Items for identifying locations:
:::::
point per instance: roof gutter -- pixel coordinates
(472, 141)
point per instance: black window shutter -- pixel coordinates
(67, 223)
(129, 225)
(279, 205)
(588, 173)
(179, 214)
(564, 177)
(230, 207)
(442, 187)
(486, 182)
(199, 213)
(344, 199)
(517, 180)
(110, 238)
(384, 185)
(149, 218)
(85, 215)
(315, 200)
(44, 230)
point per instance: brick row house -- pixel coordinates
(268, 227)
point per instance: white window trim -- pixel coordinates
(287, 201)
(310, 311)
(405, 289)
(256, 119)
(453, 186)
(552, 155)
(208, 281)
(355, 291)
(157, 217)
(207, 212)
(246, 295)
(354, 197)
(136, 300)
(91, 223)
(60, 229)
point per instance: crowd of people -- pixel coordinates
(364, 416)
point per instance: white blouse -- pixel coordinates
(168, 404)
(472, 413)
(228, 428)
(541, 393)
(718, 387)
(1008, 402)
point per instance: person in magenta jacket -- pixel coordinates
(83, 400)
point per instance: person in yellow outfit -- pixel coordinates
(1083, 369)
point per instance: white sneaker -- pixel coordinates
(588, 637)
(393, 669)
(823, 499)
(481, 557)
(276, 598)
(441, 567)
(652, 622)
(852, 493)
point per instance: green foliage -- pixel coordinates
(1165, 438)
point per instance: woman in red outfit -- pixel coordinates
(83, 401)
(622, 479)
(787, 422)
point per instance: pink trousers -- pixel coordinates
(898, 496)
:::::
TASK REQUIREMENTS:
Please recast every line of the items above as a JSON list of strings, with one string per line and blank lines omitted.

THE RESULT:
[
  "point per instance: roof gutter -- pixel coordinates",
  "(472, 141)",
  "point per instance: black window shutter -- pixel coordinates",
  "(67, 223)",
  "(129, 225)",
  "(279, 205)",
  "(588, 173)",
  "(179, 214)",
  "(564, 177)",
  "(230, 207)",
  "(442, 187)",
  "(486, 182)",
  "(199, 213)",
  "(344, 199)",
  "(517, 180)",
  "(110, 238)",
  "(384, 185)",
  "(149, 218)",
  "(85, 215)",
  "(315, 200)",
  "(44, 230)",
  "point per instance: brick row house -- pixel coordinates",
  "(268, 227)",
  "point per instance: white window trim -- pixel coordinates",
  "(287, 201)",
  "(310, 311)",
  "(405, 289)",
  "(256, 119)",
  "(453, 186)",
  "(552, 155)",
  "(208, 281)",
  "(355, 291)",
  "(157, 217)",
  "(207, 212)",
  "(246, 295)",
  "(354, 197)",
  "(136, 300)",
  "(91, 223)",
  "(60, 229)",
  "point per instance: crowd of people -- pixel coordinates",
  "(364, 416)",
  "point per instance: white blouse -- pixel coordinates",
  "(168, 404)",
  "(472, 413)",
  "(228, 428)",
  "(541, 393)",
  "(718, 387)",
  "(1008, 402)",
  "point per instance: person in magenta jacket -- pixel coordinates",
  "(83, 400)",
  "point per instance: person in yellow outfit -- pixel coordinates",
  "(1083, 369)",
  "point per instance: white sneaker -- pixel coordinates",
  "(588, 637)",
  "(393, 669)",
  "(823, 499)",
  "(481, 557)",
  "(276, 598)",
  "(441, 567)",
  "(652, 622)",
  "(852, 493)",
  "point per instance: green foliage -- pixel coordinates",
  "(1165, 438)",
  "point per instance: woman in red outfit -- pixel coordinates",
  "(83, 401)",
  "(622, 479)",
  "(787, 422)",
  "point per instance: pink trousers -- pixel coordinates",
  "(898, 496)"
]